*** Task material Section Begins ***

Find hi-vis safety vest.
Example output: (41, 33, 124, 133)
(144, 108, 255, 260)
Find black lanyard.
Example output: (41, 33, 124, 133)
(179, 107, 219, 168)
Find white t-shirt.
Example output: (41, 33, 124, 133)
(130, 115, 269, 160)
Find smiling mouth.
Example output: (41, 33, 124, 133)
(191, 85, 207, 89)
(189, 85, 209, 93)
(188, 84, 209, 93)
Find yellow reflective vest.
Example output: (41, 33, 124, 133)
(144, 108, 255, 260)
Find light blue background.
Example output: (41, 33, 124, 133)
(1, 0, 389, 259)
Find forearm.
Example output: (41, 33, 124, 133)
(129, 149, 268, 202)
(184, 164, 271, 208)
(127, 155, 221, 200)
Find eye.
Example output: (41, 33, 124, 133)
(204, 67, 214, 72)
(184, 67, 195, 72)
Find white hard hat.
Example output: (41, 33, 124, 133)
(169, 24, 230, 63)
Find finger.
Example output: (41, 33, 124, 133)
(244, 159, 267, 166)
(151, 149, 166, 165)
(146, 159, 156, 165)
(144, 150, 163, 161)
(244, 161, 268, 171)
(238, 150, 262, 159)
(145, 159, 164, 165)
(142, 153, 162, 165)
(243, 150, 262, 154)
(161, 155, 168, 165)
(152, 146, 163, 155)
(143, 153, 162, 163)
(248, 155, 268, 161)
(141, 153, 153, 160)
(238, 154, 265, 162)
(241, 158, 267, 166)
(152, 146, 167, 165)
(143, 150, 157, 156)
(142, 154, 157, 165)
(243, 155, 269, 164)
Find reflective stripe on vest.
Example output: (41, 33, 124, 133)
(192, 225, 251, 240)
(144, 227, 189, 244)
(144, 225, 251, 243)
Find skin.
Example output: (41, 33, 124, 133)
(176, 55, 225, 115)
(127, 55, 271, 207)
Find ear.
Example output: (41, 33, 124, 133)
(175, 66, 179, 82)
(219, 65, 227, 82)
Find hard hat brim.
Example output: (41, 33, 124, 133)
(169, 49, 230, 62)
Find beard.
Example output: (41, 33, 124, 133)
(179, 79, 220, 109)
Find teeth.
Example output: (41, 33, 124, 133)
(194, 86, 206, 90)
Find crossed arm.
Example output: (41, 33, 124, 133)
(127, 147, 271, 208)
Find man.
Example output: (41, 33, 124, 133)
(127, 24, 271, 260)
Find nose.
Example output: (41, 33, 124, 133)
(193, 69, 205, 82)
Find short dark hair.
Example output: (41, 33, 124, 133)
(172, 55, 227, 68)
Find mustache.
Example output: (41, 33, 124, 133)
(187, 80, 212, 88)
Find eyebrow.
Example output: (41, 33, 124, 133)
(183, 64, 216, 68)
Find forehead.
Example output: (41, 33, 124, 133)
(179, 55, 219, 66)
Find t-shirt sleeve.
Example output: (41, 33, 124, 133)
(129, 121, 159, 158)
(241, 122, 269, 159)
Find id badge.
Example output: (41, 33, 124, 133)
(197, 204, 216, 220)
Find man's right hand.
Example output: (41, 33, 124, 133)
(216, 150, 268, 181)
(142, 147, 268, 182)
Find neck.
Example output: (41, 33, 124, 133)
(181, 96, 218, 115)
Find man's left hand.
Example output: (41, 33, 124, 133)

*** Task material Section Ends ***

• **What is being asked**
The task calls for all lines in the entries that hold "shirt".

• **Result**
Find white t-shirt.
Find t-shirt sleeve.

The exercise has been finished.